**Extracted information**
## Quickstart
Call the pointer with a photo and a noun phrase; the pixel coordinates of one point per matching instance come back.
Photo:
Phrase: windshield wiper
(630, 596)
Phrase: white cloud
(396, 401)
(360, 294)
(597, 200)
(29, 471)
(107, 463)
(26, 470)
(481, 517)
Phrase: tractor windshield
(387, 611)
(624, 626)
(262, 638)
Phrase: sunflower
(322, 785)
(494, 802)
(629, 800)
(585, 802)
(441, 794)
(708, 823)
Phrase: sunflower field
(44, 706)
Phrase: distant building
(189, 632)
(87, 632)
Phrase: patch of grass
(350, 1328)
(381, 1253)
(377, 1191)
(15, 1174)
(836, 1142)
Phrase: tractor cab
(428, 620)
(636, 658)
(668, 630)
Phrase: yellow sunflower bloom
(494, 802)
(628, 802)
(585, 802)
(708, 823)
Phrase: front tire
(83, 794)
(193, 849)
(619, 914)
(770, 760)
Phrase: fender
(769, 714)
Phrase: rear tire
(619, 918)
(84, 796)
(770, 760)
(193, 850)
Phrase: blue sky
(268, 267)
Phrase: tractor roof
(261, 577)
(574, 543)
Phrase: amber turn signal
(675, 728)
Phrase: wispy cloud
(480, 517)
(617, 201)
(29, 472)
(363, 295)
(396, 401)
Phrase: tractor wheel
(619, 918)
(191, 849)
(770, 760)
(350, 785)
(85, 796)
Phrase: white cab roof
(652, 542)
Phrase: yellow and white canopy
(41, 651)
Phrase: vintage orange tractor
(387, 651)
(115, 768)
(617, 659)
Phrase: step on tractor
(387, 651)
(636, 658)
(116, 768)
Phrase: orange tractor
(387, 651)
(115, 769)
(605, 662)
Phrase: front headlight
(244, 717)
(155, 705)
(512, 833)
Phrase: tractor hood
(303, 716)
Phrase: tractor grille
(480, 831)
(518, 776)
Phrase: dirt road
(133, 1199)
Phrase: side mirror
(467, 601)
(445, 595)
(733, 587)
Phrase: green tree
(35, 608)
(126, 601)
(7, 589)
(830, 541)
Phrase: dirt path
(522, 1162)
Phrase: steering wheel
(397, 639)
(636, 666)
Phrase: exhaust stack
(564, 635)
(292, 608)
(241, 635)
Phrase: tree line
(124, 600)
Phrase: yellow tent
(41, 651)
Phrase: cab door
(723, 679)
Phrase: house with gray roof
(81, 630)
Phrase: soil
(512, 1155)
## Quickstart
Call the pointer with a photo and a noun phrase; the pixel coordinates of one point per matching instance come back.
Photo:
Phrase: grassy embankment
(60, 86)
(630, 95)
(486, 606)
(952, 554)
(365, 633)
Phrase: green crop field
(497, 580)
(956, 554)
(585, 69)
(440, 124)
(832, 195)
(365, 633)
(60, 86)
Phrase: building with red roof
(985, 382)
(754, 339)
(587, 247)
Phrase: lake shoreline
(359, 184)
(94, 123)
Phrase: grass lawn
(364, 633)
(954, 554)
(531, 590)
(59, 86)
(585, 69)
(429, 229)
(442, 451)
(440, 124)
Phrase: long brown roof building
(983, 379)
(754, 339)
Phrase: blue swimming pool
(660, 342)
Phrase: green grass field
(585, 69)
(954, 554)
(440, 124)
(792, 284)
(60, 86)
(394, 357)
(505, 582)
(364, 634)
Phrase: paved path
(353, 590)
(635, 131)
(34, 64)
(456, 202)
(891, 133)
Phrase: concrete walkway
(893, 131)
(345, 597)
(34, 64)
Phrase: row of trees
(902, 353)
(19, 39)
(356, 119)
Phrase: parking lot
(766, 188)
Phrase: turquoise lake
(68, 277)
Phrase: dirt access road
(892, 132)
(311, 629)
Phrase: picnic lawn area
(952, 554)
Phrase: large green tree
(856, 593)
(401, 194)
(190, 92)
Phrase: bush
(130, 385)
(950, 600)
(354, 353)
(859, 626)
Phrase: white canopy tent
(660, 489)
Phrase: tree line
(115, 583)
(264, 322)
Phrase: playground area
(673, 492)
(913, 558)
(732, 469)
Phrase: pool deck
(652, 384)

--

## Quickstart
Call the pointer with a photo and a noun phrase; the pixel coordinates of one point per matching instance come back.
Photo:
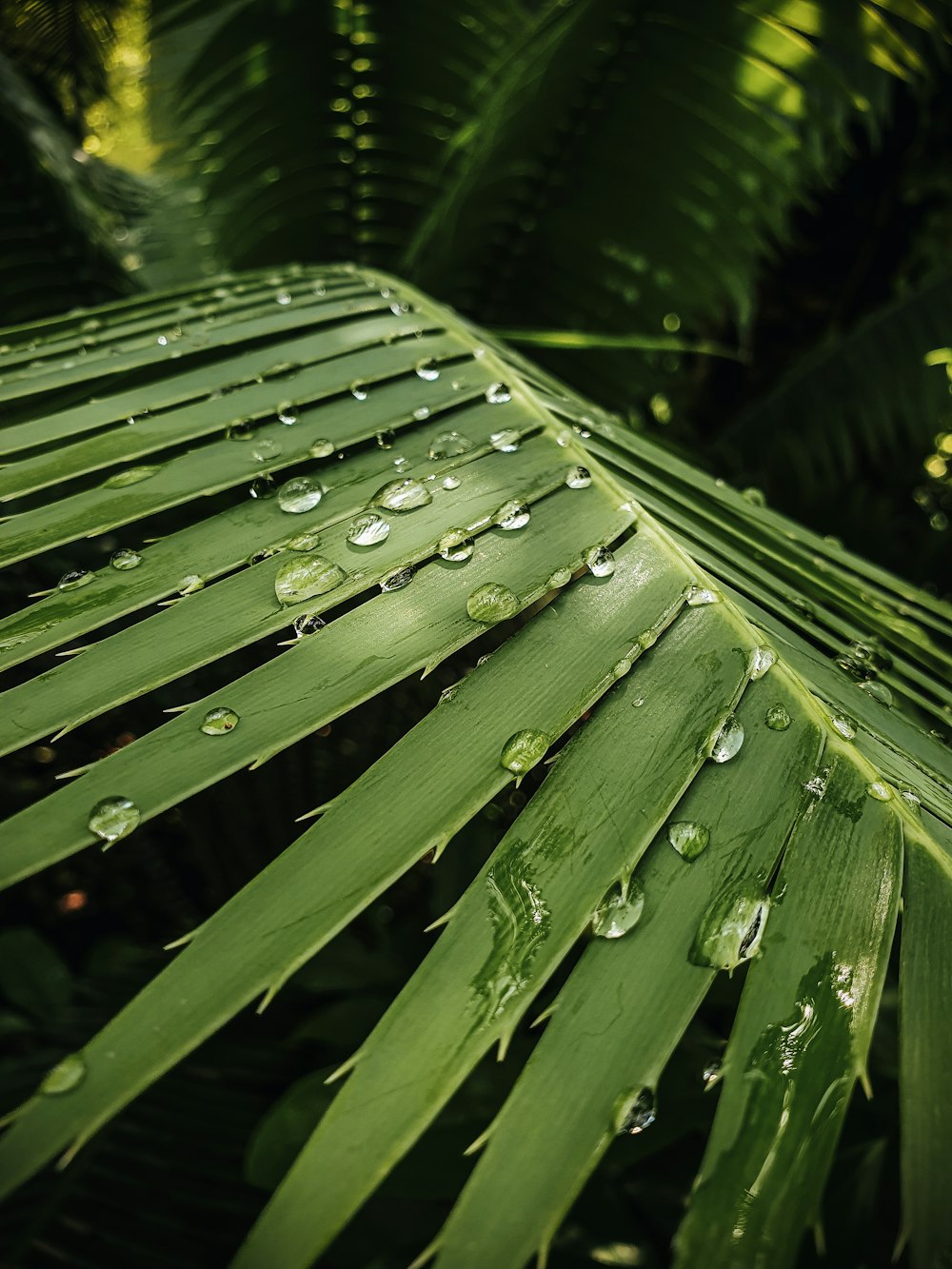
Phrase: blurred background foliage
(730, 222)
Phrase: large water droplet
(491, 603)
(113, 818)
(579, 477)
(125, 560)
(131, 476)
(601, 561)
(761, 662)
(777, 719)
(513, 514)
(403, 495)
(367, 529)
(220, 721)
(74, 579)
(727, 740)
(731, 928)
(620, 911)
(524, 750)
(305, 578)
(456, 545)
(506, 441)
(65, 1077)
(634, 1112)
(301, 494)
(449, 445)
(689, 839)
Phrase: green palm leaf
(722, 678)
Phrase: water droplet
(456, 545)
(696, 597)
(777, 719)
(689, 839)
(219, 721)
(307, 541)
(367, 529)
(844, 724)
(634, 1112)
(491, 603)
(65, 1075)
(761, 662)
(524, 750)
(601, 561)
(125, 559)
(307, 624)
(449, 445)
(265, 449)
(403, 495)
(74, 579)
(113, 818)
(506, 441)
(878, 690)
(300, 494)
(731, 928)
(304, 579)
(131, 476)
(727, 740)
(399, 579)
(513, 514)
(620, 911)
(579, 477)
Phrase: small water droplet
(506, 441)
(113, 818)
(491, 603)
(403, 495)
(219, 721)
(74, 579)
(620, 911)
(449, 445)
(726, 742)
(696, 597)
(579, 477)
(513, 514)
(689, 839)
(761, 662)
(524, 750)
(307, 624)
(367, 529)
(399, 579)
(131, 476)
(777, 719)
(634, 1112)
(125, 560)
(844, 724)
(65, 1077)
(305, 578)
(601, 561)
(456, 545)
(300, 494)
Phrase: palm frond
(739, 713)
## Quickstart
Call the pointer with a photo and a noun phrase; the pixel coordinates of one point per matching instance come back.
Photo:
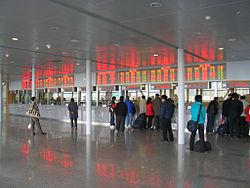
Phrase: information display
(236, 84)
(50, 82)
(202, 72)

**What the exercise asks**
Please list every line of the data above that contains the string "palm". Case counts.

**Response for this exercise**
Phrase: green palm leaf
Phrase: palm frond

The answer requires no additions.